短い課題 1: 記録のうち「TARGET: red logo decal」を含む行から記録の最後の行までを、「logo」を「brand」に置き換えて書き直してもらえますか。それ以外は一切変えないでください。

抜粋本文:
日本大百科全書(ニッポニカ) 「ヨーロッパ通貨統合」の意味・わかりやすい解説
ヨーロッパ通貨統合
よーろっぱつうかとうごう
European Monetary Union
1970年代に主要諸国は相次いで変動相場制へ移行したが、経済統合を進めるヨーロッパ共同体︵EC︶は、域内では固定相場制、域外では変動相場制という共同フロート制を採用した。しかし、その後、離脱する国が出るなど足並みがそろわなかったので、結束を強めるため、79年に域内における為替(かわせ)相場の変動幅を中心相場から上下各2.25%︵1993年に上下各15%へ拡大︶の枠内に維持することを義務づけたヨーロッパ通貨制度︵EMS︶を創立した。こうしたなかで、EC諸国は80年代になっても石油ショックから抜け切れず、経済が停滞し続け、悲観的空気が支配した。この状態を打破すべく85年に﹃域内市場白書﹄が発表され、これを契機に統合は加速した。その結果、92年末にはモノ、サービス、ヒト、カネの域内自由移動を認める市場統合が完成した。

提供された記録:
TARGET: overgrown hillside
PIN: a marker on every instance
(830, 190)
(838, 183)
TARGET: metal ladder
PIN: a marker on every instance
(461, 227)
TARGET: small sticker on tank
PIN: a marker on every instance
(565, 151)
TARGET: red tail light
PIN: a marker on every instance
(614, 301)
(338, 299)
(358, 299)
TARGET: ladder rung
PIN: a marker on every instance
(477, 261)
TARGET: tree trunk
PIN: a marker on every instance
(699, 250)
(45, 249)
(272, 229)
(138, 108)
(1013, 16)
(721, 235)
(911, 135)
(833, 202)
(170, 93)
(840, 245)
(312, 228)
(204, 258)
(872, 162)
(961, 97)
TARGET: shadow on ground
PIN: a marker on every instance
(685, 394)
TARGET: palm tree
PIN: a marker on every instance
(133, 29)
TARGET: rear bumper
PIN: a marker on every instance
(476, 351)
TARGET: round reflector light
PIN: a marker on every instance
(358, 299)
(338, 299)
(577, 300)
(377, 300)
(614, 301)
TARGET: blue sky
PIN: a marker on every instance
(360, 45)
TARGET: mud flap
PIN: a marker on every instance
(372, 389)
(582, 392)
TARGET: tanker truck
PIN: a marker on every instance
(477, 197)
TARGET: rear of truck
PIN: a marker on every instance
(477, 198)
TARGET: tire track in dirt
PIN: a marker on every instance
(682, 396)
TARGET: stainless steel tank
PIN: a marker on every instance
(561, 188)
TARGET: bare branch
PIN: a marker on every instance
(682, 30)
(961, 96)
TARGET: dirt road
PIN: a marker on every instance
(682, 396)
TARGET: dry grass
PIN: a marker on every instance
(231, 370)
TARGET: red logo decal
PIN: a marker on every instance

短い課題 2: ヨーロッパ通貨統合についての本文を、最初から最後まで一字も変えずに書き写してくれますか。

正しい結果 1:
TARGET: red brand decal
PIN: a marker on every instance

正しい結果 2:
日本大百科全書(ニッポニカ) 「ヨーロッパ通貨統合」の意味・わかりやすい解説
ヨーロッパ通貨統合
よーろっぱつうかとうごう
European Monetary Union
1970年代に主要諸国は相次いで変動相場制へ移行したが、経済統合を進めるヨーロッパ共同体︵EC︶は、域内では固定相場制、域外では変動相場制という共同フロート制を採用した。しかし、その後、離脱する国が出るなど足並みがそろわなかったので、結束を強めるため、79年に域内における為替(かわせ)相場の変動幅を中心相場から上下各2.25%︵1993年に上下各15%へ拡大︶の枠内に維持することを義務づけたヨーロッパ通貨制度︵EMS︶を創立した。こうしたなかで、EC諸国は80年代になっても石油ショックから抜け切れず、経済が停滞し続け、悲観的空気が支配した。この状態を打破すべく85年に﹃域内市場白書﹄が発表され、これを契機に統合は加速した。その結果、92年末にはモノ、サービス、ヒト、カネの域内自由移動を認める市場統合が完成した。